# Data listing
··········
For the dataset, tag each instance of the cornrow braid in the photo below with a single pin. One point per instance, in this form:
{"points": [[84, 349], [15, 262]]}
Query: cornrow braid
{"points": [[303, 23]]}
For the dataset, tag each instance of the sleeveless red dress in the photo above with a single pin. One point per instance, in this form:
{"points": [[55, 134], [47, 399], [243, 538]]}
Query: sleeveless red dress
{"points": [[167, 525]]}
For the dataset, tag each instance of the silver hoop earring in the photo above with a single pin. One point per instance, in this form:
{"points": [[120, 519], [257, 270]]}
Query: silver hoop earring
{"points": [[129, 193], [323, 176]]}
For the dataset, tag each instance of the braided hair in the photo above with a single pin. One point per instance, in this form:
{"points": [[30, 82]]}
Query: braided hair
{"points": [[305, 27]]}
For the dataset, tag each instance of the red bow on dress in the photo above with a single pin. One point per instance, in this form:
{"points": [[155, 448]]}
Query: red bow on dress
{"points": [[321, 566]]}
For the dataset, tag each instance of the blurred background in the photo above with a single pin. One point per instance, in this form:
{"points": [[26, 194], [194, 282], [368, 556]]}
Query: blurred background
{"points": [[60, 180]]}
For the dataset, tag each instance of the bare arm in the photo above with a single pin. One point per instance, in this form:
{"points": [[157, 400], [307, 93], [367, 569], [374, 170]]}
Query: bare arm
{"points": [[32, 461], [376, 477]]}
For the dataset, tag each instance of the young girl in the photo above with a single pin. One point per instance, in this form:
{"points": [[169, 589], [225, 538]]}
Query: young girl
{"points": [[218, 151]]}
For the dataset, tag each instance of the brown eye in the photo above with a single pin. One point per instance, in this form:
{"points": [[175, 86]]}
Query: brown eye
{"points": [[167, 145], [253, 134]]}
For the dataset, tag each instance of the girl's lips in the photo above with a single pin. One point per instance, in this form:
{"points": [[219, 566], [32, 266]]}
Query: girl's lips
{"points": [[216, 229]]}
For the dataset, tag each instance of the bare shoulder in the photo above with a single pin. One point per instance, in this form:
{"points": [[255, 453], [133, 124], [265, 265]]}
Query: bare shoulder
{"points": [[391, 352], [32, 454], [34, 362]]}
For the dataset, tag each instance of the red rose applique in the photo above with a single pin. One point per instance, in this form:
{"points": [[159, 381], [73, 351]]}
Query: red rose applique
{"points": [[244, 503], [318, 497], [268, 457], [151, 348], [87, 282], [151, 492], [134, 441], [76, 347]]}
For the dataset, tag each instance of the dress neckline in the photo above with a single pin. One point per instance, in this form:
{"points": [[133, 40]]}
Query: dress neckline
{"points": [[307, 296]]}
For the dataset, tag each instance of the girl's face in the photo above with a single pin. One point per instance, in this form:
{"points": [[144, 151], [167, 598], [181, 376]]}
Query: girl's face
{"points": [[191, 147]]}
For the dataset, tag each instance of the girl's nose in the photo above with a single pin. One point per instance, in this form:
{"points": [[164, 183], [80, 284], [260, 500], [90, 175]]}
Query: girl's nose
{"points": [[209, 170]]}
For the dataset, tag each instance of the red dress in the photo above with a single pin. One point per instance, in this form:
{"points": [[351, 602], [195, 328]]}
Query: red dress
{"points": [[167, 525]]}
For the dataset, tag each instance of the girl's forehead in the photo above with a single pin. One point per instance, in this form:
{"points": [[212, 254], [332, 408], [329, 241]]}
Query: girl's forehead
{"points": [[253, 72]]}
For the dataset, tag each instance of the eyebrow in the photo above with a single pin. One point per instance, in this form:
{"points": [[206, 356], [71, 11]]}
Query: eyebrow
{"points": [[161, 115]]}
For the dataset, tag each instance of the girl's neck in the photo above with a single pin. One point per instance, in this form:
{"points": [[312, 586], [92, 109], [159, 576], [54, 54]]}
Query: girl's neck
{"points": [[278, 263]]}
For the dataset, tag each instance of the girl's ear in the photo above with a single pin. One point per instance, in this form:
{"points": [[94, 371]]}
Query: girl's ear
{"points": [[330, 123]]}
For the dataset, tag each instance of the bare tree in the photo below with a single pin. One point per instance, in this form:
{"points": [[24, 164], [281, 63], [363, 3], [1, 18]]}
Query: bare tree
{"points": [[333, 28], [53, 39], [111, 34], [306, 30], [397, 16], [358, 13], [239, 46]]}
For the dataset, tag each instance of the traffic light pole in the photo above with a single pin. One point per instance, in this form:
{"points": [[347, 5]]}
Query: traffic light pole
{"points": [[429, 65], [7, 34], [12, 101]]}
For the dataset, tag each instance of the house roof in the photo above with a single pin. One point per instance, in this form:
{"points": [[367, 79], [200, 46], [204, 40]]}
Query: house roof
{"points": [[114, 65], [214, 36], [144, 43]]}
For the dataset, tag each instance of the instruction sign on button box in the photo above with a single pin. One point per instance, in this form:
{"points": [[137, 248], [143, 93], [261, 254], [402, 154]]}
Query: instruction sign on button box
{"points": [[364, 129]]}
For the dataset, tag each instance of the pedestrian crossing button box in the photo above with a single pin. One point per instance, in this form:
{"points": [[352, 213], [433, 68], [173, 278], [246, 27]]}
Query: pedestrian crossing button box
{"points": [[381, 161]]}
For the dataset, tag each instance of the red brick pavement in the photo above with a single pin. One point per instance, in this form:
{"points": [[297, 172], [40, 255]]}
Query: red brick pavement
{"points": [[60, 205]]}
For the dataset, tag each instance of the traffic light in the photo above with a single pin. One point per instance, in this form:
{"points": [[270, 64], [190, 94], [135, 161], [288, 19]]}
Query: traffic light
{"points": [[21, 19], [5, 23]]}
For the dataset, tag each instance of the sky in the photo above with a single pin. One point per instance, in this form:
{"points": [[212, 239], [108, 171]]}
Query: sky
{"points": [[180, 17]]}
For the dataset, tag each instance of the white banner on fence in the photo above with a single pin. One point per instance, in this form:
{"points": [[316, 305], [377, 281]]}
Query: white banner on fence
··········
Please output the entries above, every line exactly as it reads.

# TASK SOLUTION
For the dataset, tag each instance of the cornrow braid in the photo below with a single pin. One point per instance, in this form:
{"points": [[84, 349], [15, 262]]}
Query: cornrow braid
{"points": [[303, 23]]}
For the dataset, tag each instance of the sleeveless red dress in the photo above with a single pin. One point per instance, in this form:
{"points": [[55, 134], [47, 399], [243, 538]]}
Query: sleeveless red dress
{"points": [[167, 525]]}
For the dataset, tag each instance of the silver hoop earring in the photo above with a single pin. One point per instance, in this form:
{"points": [[120, 519], [257, 270]]}
Query: silver hoop earring
{"points": [[129, 193], [323, 176]]}
For the dataset, tag each instance of the braided hair in the photo above with a single pin. One point per instance, in this form:
{"points": [[30, 82]]}
Query: braided hair
{"points": [[305, 27]]}
For the dataset, tag each instance of the red bow on dress in the photo above with a single pin. One point per instance, in this form:
{"points": [[155, 448]]}
Query: red bow on dress
{"points": [[321, 566]]}
For the dataset, tag each instance of the blurred background in the photo above with a single pin. One point per instance, in this form:
{"points": [[26, 194], [194, 282], [368, 556]]}
Query: blurred background
{"points": [[60, 180]]}
For the dataset, tag each instance of the bare arm in the photo above with a single pin. One point per instance, in this form:
{"points": [[157, 400], [307, 93], [367, 569], [374, 170]]}
Query: bare arm
{"points": [[32, 461], [376, 477]]}
For the dataset, tag each instance of the young girl in the photo above with a single pin. One point per instance, in this form:
{"points": [[169, 589], [225, 538]]}
Query: young girl
{"points": [[218, 151]]}
For the dataset, tag each instance of the brown eye in the photo above with a single pin. One point per instance, in this form:
{"points": [[175, 86]]}
Query: brown eye
{"points": [[167, 145], [253, 134]]}
For the dataset, tag each instance of the girl's lips in the photo above with a single pin. One point per instance, in this form:
{"points": [[219, 566], [32, 266]]}
Query: girl's lips
{"points": [[216, 229]]}
For the dataset, tag each instance of the bare shoulder in the photo above with a single pin. One point per instance, in this form:
{"points": [[255, 453], [133, 124], [265, 265]]}
Query: bare shoulder
{"points": [[391, 352], [32, 454], [34, 362]]}
For the dataset, tag each instance of the red rose applique in the photo above with a single pin. One point per instance, in this form:
{"points": [[159, 381], [73, 351]]}
Query: red rose applique
{"points": [[244, 503], [318, 497], [268, 457], [151, 348], [87, 282], [151, 492], [134, 441], [76, 347]]}
For the dataset, tag each instance of the dress neckline in the photo above with a single pin. One point per instance, in this form:
{"points": [[133, 40]]}
Query: dress neckline
{"points": [[307, 296]]}
For the dataset, tag each instance of the girl's face in the photo above with a single pin. One point per instance, in this form:
{"points": [[144, 151], [167, 598], [181, 376]]}
Query: girl's face
{"points": [[191, 147]]}
For the dataset, tag each instance of the girl's nose in the photo above with a single pin. One point per instance, in this form:
{"points": [[164, 183], [80, 284], [260, 500], [90, 175]]}
Query: girl's nose
{"points": [[209, 170]]}
For the dataset, tag each instance of the red dress in the photo above with a single pin. One point per instance, in this form:
{"points": [[351, 602], [195, 328]]}
Query: red dress
{"points": [[167, 525]]}
For the dataset, tag each instance of the girl's forehead in the photo above with a single pin. One point per instance, in this form:
{"points": [[212, 254], [332, 408], [329, 241]]}
Query: girl's forehead
{"points": [[253, 72]]}
For the dataset, tag each instance of the eyebrow in the photo above with a single pin. One point per instance, in this form:
{"points": [[206, 356], [71, 11]]}
Query: eyebrow
{"points": [[161, 115]]}
For the dataset, tag each instance of the girl's neck in the photo above with a single pin. One point per instance, in this form:
{"points": [[312, 586], [92, 109], [159, 576], [54, 54]]}
Query: girl's neck
{"points": [[278, 263]]}
For the dataset, tag each instance of the girl's ear in the photo above with a single pin. One point per instance, in this form:
{"points": [[94, 371]]}
Query: girl's ear
{"points": [[330, 123]]}
For the dataset, tag each instance of the bare tree in the photo below with a single pin. One point per instance, in this form:
{"points": [[24, 164], [281, 63], [363, 3], [1, 18]]}
Query: bare tree
{"points": [[333, 28], [53, 39], [111, 34], [306, 30], [397, 16], [358, 13], [239, 46]]}
For the dataset, tag each instance of the traffic light pole in the photo above with a single pin. One point per instance, in this form:
{"points": [[347, 5]]}
Query: traffic light pole
{"points": [[429, 65], [7, 34], [12, 101]]}
For the dataset, tag each instance of the house roof in the photo above with a single pin. One point per instance, in this form:
{"points": [[367, 79], [200, 46], [204, 40]]}
Query: house roof
{"points": [[114, 65], [214, 36], [144, 43]]}
For the dataset, tag each instance of the instruction sign on button box in the photo above with a single pin. One point per instance, in this form:
{"points": [[137, 248], [143, 93], [261, 254], [402, 154]]}
Query: instruction sign on button box
{"points": [[364, 129]]}
For the dataset, tag each instance of the pedestrian crossing button box in the photo above with a single pin. One point per instance, in this form:
{"points": [[352, 213], [433, 68], [173, 278], [246, 27]]}
Query: pedestrian crossing button box
{"points": [[381, 161]]}
For the dataset, tag each instance of the red brick pavement in the photo above with a single pin. One point per instance, in this form:
{"points": [[297, 172], [40, 255]]}
Query: red brick pavement
{"points": [[60, 205]]}
For the dataset, tag each instance of the traffic light in the photo above with a single pin. One point per instance, in this form:
{"points": [[270, 64], [190, 94], [135, 161], [288, 19]]}
Query: traffic light
{"points": [[21, 19], [5, 23]]}
For the dataset, tag each instance of the sky in the photo above with a single pin. One point per instance, in this form:
{"points": [[212, 239], [108, 171]]}
Query: sky
{"points": [[180, 17]]}
For the dataset, tag each instance of the white banner on fence in the photo above with a single pin. One point per instance, in this form:
{"points": [[316, 305], [377, 281]]}
Query: white banner on fence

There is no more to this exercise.